TASK TO CARRY OUT:
Please print, unchanged, the part of the listing below that opens with the line containing "of the blue" and closes with the line containing "x=188, y=128", both of those lines included.

RECORD LIST:
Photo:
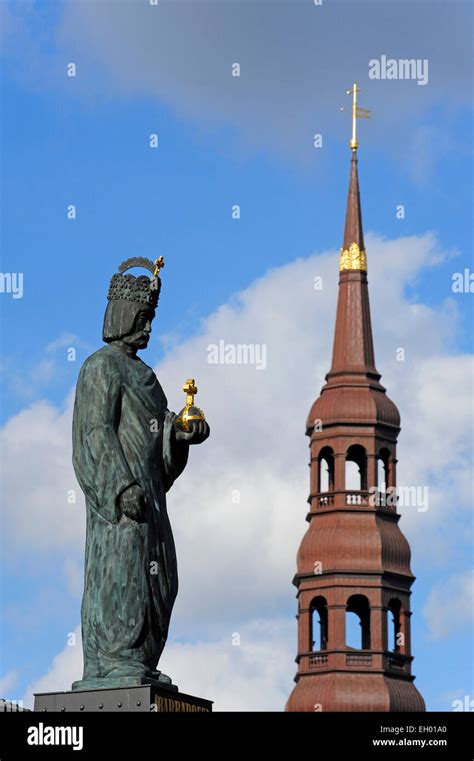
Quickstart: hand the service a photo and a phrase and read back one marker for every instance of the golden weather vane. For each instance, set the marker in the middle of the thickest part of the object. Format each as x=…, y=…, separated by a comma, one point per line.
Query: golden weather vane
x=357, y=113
...
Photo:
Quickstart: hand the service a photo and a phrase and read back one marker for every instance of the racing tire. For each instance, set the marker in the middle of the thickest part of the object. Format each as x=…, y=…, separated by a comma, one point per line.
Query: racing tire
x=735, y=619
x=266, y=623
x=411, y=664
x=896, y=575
--
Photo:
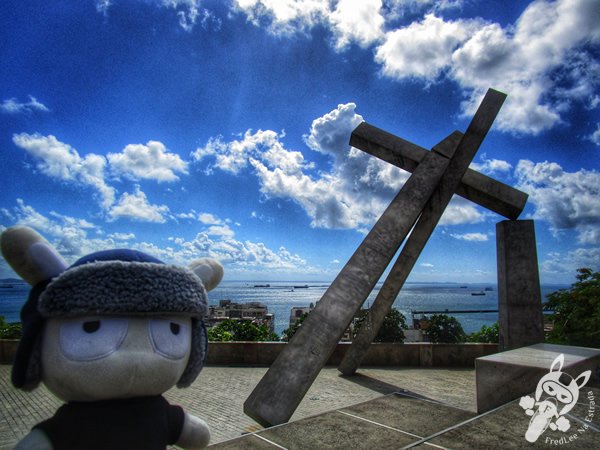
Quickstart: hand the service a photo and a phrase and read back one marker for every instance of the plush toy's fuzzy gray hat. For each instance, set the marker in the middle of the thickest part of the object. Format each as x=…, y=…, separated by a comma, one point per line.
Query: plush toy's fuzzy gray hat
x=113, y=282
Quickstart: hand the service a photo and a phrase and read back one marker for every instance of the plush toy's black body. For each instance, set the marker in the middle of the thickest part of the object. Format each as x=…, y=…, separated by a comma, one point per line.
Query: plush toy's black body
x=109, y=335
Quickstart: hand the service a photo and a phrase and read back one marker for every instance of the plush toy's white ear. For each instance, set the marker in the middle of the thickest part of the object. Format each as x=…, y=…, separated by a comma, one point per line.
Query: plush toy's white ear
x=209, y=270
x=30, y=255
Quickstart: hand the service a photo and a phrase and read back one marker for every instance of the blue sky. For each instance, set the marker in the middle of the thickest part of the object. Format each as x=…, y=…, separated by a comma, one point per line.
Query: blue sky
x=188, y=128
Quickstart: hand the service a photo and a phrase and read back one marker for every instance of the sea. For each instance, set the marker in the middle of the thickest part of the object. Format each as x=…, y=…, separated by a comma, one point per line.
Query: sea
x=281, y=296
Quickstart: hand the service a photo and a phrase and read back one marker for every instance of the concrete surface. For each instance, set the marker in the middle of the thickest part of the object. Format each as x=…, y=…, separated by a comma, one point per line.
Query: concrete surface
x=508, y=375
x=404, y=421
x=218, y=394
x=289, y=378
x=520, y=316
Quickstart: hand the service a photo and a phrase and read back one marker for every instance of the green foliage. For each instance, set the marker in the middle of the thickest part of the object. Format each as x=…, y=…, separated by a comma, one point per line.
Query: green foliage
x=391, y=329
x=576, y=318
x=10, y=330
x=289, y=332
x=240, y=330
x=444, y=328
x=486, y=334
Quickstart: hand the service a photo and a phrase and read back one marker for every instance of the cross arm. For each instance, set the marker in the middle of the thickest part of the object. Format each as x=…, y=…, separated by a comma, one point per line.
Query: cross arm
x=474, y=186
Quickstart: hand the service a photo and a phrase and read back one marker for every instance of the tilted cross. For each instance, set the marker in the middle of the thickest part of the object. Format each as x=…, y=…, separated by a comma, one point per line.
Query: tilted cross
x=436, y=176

SOLUTION FOR THIS PROBLEM:
Quickstart: hand the service a photo and a phrase and read back one marker for every instance of the blue sky. For each instance, set the marker in the middle of the thickest part of the object. Format each as x=…, y=…, separated by a comma, one point per line.
Query: blue sky
x=188, y=128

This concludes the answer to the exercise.